To complete the exercise, repeat every record exactly as it stands.

[Records contained in a dataset]
--
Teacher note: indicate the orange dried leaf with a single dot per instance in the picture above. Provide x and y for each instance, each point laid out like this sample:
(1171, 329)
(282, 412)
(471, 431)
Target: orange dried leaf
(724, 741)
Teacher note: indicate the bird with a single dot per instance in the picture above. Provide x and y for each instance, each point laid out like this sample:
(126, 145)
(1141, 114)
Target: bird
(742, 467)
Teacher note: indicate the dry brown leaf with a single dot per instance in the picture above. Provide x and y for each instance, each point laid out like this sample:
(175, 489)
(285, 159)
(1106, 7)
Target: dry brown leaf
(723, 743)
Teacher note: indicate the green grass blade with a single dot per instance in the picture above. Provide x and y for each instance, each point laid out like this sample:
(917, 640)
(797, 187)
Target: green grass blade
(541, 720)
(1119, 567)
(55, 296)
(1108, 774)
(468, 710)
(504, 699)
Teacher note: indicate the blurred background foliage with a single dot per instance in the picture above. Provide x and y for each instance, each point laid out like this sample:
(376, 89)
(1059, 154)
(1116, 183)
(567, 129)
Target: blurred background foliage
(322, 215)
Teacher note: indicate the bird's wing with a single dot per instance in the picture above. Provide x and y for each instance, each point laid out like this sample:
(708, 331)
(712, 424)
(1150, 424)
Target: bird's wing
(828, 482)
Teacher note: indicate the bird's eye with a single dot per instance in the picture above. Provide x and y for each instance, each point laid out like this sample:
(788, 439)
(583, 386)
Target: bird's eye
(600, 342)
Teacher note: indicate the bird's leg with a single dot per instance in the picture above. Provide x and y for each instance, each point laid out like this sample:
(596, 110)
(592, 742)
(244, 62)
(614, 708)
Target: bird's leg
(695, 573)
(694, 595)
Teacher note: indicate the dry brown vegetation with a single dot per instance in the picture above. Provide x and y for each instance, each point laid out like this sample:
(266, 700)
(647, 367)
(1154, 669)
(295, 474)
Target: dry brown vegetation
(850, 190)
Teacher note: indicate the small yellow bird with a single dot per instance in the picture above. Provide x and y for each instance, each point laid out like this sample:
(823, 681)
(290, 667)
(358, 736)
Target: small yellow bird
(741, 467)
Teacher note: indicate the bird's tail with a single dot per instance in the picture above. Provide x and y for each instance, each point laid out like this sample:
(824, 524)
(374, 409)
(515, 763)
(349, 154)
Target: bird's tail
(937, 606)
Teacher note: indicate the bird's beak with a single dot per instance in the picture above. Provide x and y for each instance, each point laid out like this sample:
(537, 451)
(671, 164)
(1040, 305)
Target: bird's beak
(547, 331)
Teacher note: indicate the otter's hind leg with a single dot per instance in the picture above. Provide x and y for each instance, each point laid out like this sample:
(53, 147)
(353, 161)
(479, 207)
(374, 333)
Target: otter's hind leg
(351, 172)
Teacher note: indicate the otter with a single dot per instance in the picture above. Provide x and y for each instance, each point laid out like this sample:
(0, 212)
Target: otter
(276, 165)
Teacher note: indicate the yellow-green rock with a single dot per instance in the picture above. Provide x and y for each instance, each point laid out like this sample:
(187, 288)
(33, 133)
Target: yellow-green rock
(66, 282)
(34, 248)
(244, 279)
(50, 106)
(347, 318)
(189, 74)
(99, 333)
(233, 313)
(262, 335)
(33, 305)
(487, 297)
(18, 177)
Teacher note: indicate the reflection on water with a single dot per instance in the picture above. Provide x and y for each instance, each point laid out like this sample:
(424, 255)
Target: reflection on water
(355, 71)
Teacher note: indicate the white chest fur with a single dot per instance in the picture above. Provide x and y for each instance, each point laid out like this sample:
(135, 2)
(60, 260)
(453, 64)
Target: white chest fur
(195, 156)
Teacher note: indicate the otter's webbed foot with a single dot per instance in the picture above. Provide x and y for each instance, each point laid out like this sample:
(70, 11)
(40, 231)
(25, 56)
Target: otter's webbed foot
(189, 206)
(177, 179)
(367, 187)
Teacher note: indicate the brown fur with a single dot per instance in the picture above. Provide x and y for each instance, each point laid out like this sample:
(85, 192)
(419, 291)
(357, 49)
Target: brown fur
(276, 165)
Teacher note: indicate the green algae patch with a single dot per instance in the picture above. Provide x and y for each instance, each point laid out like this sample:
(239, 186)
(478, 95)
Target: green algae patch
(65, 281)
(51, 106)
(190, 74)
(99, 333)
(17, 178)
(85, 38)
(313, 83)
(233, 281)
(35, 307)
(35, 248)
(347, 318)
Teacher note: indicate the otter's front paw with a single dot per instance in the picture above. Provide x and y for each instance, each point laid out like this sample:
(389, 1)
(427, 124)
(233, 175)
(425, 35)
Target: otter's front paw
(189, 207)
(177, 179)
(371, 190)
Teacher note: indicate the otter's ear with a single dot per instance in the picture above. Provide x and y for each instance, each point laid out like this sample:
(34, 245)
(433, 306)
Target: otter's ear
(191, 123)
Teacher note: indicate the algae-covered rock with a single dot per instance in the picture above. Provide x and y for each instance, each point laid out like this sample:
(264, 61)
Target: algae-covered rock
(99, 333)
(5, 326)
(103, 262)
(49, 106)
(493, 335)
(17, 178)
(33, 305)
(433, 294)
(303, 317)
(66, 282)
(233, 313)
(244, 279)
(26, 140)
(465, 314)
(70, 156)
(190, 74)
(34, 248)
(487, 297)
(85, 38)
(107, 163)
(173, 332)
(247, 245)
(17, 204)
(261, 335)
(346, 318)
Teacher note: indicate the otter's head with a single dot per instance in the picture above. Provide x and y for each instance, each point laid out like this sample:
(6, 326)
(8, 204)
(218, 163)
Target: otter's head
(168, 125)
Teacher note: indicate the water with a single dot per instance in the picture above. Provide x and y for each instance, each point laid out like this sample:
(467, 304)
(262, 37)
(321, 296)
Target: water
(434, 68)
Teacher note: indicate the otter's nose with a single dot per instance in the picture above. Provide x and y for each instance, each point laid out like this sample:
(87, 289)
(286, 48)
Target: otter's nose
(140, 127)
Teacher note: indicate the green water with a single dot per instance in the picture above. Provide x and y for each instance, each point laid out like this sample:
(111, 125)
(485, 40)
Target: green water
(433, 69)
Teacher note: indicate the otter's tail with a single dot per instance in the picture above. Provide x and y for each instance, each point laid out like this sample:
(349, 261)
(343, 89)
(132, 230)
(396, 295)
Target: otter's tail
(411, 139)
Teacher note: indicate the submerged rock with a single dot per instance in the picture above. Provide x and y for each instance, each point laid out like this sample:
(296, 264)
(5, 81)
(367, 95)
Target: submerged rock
--
▶ **WRITTEN SOLUTION**
Teacher note: indicate the orange dried leaf with a single dot per instance in the picture above. Provide x and y for each instance, each point laid out like this sample:
(1171, 329)
(282, 412)
(471, 431)
Target: orange dried leaf
(724, 741)
Teacher note: indicate the bird with a single dot per instance in the picture above. Provide x and y for each instance, each point laid out like this sample:
(126, 145)
(1141, 114)
Target: bird
(742, 467)
Teacher note: indicate the dry brown leaf with a single dot per instance in the picture above. Provide x and y for each instance, each point laid out like this sample:
(175, 489)
(285, 159)
(1106, 7)
Target: dry brown leaf
(723, 743)
Teacher note: indicate the green grass blade with a single dot per instance in the picture above. Provide x and y for each instance, each point laid out like this sample:
(917, 640)
(797, 187)
Target: green grass blade
(541, 720)
(1119, 567)
(55, 296)
(1108, 774)
(468, 710)
(504, 699)
Teacher note: indicate the blurred background foliage with a single dot per instance in the picture above. Provide x and y for each instance, each point laid out like this sample:
(376, 89)
(1059, 154)
(1116, 183)
(567, 129)
Target: blurred background foliage
(322, 215)
Teacher note: indicate the bird's wing with a single dot per instance in the picture above. Provide x and y for each instance, each point laid out like this sample:
(708, 331)
(712, 424)
(1150, 424)
Target: bird's wing
(828, 482)
Teacher note: indicate the bird's eye with a single dot per instance in the picture above. Provide x and y for each instance, each point laid out like this sample:
(788, 439)
(583, 386)
Target: bird's eye
(600, 342)
Teacher note: indicate the bird's leg with a single dot per instance in the picture above. Provide x and y for each instance, each point laid out like this sample:
(596, 110)
(592, 742)
(244, 62)
(614, 708)
Target: bird's leg
(695, 573)
(694, 595)
Teacher note: indicate the dry brown vegetation with a single dot per instance in the picture above. Provide x and y for each instance, each point laid out like this sample:
(266, 700)
(647, 367)
(1154, 669)
(295, 474)
Target: dry brown vegetation
(850, 190)
Teacher note: indicate the small yellow bird with a single dot per instance in the picture above. Provide x and y for each instance, each point laid out like this sample:
(823, 681)
(290, 667)
(358, 736)
Target: small yellow bird
(741, 467)
Teacher note: indicate the bird's tail with a single dot per instance in the picture above. Provide x and y for each instance, each point laid out like this sample:
(824, 524)
(374, 409)
(515, 763)
(349, 154)
Target: bird's tail
(937, 606)
Teacher note: indicate the bird's beak with a single dot per instance in the picture above. Provide x and y for each instance, each point laid out like this sample:
(537, 451)
(671, 164)
(1040, 305)
Target: bird's beak
(547, 331)
Teacher note: indicate the otter's hind leg with a single dot per instance in the picture above. Provide x and y for each instance, each point laid out like this sample:
(53, 147)
(353, 161)
(479, 207)
(374, 333)
Target: otter's hind leg
(351, 172)
Teacher note: indicate the otter with a single dot per instance in the picture above. Provide x and y for each instance, each point laid out like this sample:
(0, 212)
Target: otter
(276, 165)
Teacher note: indicate the yellow-green rock with a single dot per instance in the picture above. Provide x and y for each instance, each point laid out like this sample:
(187, 288)
(33, 133)
Target: yellow-green rock
(66, 282)
(34, 248)
(244, 279)
(50, 106)
(347, 318)
(189, 74)
(99, 333)
(233, 313)
(262, 335)
(33, 305)
(487, 297)
(18, 177)
Teacher note: indicate the reflection on water with a single dot per instance in the picture above. Provide x and y for each instance, each point laid out like this sample:
(424, 255)
Target: reflection on water
(355, 71)
Teacher note: indicate the white chest fur with a single dot per instance in the picture above. Provide x and y for each instance, each point laid out like this sample:
(135, 2)
(60, 260)
(453, 64)
Target: white chest fur
(195, 156)
Teacher note: indicate the otter's webbed foot with a single dot per instance in the picture above. Provide x and y for each instance, each point laid out like this sample:
(70, 11)
(40, 231)
(25, 56)
Target: otter's webbed foot
(189, 206)
(177, 179)
(367, 187)
Teacher note: indicate the brown fur with a single dot per instance in the picture above. Provide x and y for each instance, each point laid out like this sample:
(85, 192)
(419, 291)
(357, 49)
Target: brown fur
(276, 165)
Teacher note: indicate the green algae patch with a single dot per instance in the picture above. Provide x and y for each instance, each point laid out like this sample:
(239, 186)
(478, 95)
Target: green algae patch
(65, 281)
(51, 106)
(190, 74)
(99, 333)
(17, 178)
(85, 38)
(313, 83)
(233, 281)
(35, 307)
(35, 248)
(347, 318)
Teacher note: indicate the otter's front paw with a single dot per instance in the picture above. Provide x and y for each instance, each point laid out like this sample:
(389, 1)
(427, 124)
(233, 175)
(425, 35)
Target: otter's front paw
(189, 207)
(177, 179)
(371, 190)
Teacher note: indicate the otter's ear with a single dot per instance in the picture above. Provide x and y for each instance, each point laid out like this sample:
(34, 245)
(433, 306)
Target: otter's ear
(191, 123)
Teacher note: indicate the algae-covered rock with a single dot per instance in the picture above. Provide x and y for each instance, each point laid out like this sample:
(264, 61)
Target: algae-covered rock
(99, 333)
(5, 326)
(103, 262)
(49, 106)
(493, 335)
(17, 178)
(33, 305)
(433, 294)
(303, 317)
(66, 282)
(233, 313)
(244, 279)
(26, 140)
(465, 314)
(70, 156)
(190, 74)
(34, 248)
(487, 297)
(85, 38)
(107, 163)
(173, 332)
(247, 245)
(17, 204)
(261, 335)
(346, 318)
Teacher note: indicate the otter's head with a single dot per instance in the picture above. Provide x and y for each instance, each point laid out like this sample:
(6, 326)
(8, 204)
(218, 163)
Target: otter's head
(168, 125)
Teacher note: indicate the water with a single dot per instance in the picture above. Provide x and y for each instance, each point laid out like this sample:
(467, 304)
(262, 37)
(321, 296)
Target: water
(434, 68)
Teacher note: indicate the otter's nose with a single dot per instance in the picture above. Provide x and y for each instance, each point laid out like this sample:
(87, 289)
(286, 48)
Target: otter's nose
(140, 127)
Teacher note: indicate the green water with a single dot per instance in the picture above. Provide x and y for each instance, each point laid out like this sample:
(111, 125)
(485, 40)
Target: green water
(433, 69)
Teacher note: indicate the otter's tail with a single dot per instance in the picture above. Provide x and y for each instance, each point laid out like this sample:
(349, 261)
(343, 89)
(132, 230)
(396, 295)
Target: otter's tail
(411, 139)
Teacher note: indicate the submerged rock with a single dot per instance in the picture above. Provide x and y for each instance, each point laid out like this sample:
(296, 264)
(5, 81)
(367, 95)
Target: submerged rock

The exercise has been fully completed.